### WHAT IS ASKED
Please return each line in the records below that contains the word "brown", copied in full.

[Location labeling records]

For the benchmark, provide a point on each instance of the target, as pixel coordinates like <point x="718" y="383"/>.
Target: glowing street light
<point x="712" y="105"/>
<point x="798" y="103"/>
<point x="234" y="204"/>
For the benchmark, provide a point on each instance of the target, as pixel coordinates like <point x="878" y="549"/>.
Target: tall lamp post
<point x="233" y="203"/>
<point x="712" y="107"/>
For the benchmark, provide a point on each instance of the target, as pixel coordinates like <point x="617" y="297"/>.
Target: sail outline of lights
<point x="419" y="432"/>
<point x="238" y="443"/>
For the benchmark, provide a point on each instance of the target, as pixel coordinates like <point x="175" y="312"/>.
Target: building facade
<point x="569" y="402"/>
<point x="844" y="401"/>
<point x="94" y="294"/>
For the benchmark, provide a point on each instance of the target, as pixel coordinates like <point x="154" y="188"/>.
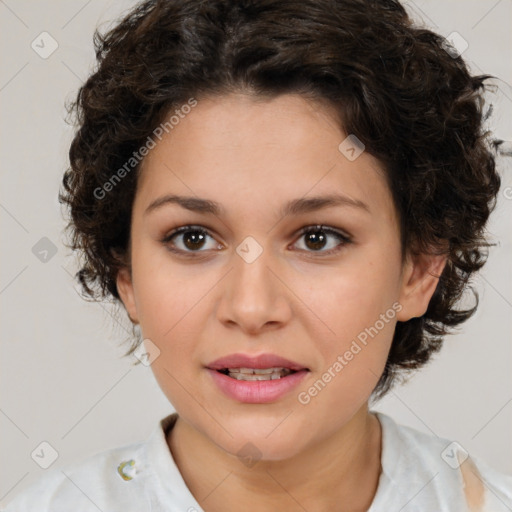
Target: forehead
<point x="240" y="150"/>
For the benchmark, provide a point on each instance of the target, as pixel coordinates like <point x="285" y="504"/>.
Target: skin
<point x="252" y="156"/>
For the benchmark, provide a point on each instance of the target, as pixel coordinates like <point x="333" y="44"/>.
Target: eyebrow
<point x="293" y="207"/>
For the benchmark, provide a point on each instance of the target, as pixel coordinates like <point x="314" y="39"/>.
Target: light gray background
<point x="63" y="377"/>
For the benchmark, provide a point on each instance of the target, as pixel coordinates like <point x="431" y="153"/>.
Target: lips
<point x="261" y="361"/>
<point x="259" y="387"/>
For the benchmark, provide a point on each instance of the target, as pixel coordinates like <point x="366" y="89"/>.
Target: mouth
<point x="253" y="374"/>
<point x="260" y="379"/>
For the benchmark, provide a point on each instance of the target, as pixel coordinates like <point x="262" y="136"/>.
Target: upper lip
<point x="259" y="361"/>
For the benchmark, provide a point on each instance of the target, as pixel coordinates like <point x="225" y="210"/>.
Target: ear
<point x="419" y="280"/>
<point x="125" y="289"/>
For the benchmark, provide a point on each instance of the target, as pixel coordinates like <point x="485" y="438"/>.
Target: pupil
<point x="317" y="241"/>
<point x="196" y="238"/>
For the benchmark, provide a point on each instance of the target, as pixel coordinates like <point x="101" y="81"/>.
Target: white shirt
<point x="417" y="476"/>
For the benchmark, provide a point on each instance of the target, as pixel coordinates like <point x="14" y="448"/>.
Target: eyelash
<point x="345" y="240"/>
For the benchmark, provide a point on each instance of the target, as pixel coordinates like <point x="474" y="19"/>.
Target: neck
<point x="340" y="472"/>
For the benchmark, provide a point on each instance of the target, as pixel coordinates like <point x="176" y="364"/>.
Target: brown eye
<point x="188" y="239"/>
<point x="316" y="238"/>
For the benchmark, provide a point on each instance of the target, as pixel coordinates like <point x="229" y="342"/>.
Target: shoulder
<point x="96" y="482"/>
<point x="435" y="471"/>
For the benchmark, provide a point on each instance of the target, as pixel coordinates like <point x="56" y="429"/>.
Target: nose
<point x="255" y="296"/>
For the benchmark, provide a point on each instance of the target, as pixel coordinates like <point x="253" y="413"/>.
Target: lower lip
<point x="257" y="391"/>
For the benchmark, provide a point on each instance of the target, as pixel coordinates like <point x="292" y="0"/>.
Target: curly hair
<point x="390" y="82"/>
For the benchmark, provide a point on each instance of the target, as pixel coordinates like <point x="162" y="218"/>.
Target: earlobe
<point x="125" y="289"/>
<point x="420" y="278"/>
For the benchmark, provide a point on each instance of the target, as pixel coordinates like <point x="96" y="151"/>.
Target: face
<point x="244" y="278"/>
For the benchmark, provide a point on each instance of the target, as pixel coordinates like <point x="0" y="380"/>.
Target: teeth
<point x="257" y="371"/>
<point x="258" y="374"/>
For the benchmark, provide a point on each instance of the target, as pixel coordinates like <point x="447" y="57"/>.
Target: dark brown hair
<point x="393" y="84"/>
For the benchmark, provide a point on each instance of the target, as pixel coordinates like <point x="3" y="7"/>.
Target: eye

### WORKED SOLUTION
Target: brown eye
Target: dark brown hair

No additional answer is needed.